Could you find each line of the data below that contains the word "vegetation" and copy those lines?

Given records:
────────────────

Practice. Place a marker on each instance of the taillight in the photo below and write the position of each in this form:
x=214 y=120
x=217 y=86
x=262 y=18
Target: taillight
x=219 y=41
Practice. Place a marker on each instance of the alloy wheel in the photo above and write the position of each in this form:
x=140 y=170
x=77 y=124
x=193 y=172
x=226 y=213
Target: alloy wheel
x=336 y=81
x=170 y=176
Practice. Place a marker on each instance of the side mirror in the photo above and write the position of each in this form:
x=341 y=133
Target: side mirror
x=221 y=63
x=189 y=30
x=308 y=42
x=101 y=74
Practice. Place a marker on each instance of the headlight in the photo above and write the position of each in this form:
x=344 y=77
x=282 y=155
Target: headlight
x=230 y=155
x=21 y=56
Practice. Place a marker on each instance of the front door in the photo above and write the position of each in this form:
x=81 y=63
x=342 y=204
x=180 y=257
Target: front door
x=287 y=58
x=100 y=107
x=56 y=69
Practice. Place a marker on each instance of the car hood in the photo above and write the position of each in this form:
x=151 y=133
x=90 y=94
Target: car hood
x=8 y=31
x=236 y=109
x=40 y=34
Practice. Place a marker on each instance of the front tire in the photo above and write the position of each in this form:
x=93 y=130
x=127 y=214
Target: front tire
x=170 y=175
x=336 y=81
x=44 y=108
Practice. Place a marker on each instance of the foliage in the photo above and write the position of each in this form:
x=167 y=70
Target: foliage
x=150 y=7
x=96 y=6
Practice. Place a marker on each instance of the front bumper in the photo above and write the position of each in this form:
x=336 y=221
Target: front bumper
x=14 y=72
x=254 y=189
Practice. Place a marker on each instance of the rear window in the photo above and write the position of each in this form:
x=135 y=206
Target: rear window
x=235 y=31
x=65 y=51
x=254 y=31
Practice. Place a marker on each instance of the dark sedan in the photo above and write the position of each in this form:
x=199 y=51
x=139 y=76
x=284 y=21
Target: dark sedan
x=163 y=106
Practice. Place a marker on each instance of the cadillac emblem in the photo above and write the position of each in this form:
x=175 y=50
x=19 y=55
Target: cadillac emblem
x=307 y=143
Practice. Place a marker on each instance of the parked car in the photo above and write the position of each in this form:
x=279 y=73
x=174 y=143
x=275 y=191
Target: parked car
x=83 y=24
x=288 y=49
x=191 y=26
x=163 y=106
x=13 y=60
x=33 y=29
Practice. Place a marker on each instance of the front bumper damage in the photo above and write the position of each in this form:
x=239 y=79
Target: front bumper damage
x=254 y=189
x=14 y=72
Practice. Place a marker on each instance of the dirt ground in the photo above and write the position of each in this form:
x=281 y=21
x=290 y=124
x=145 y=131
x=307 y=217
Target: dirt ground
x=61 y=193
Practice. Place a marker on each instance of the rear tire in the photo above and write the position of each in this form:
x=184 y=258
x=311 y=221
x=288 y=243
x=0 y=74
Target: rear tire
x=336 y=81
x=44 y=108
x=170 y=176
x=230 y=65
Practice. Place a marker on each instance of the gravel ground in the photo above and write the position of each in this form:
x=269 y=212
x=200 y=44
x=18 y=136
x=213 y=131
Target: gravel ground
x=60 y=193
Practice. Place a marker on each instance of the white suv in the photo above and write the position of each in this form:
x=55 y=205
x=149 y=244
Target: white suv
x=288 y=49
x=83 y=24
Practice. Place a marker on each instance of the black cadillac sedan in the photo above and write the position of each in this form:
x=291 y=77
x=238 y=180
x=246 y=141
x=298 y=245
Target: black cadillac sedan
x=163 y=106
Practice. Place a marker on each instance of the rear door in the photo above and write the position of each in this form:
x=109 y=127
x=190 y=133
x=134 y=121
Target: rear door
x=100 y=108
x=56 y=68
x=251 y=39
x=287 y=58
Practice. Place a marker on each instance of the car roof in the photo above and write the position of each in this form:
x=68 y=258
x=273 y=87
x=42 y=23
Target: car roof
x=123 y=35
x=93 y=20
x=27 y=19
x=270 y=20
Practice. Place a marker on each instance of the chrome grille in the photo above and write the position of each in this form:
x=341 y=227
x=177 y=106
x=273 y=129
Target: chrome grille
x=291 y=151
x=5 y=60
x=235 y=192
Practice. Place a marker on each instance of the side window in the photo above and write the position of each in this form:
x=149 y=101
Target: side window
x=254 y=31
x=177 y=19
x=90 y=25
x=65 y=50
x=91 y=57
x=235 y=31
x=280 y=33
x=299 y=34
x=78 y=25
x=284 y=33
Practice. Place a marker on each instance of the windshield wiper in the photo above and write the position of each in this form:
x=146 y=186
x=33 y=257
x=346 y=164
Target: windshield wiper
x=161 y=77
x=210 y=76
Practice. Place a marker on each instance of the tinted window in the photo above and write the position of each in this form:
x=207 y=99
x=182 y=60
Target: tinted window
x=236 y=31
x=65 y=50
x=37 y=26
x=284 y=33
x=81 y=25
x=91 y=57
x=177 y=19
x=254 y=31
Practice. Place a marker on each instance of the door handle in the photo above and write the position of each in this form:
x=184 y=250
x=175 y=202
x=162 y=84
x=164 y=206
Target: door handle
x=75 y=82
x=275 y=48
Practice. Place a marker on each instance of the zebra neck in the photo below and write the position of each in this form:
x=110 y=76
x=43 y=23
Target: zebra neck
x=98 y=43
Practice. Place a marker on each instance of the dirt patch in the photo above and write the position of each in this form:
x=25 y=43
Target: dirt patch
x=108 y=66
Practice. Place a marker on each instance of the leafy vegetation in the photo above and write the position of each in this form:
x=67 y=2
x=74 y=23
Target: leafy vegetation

────────────────

Reply:
Practice. Place a marker on each instance of the leafy vegetation in the photo above and write the position of each in this form:
Target: leafy vegetation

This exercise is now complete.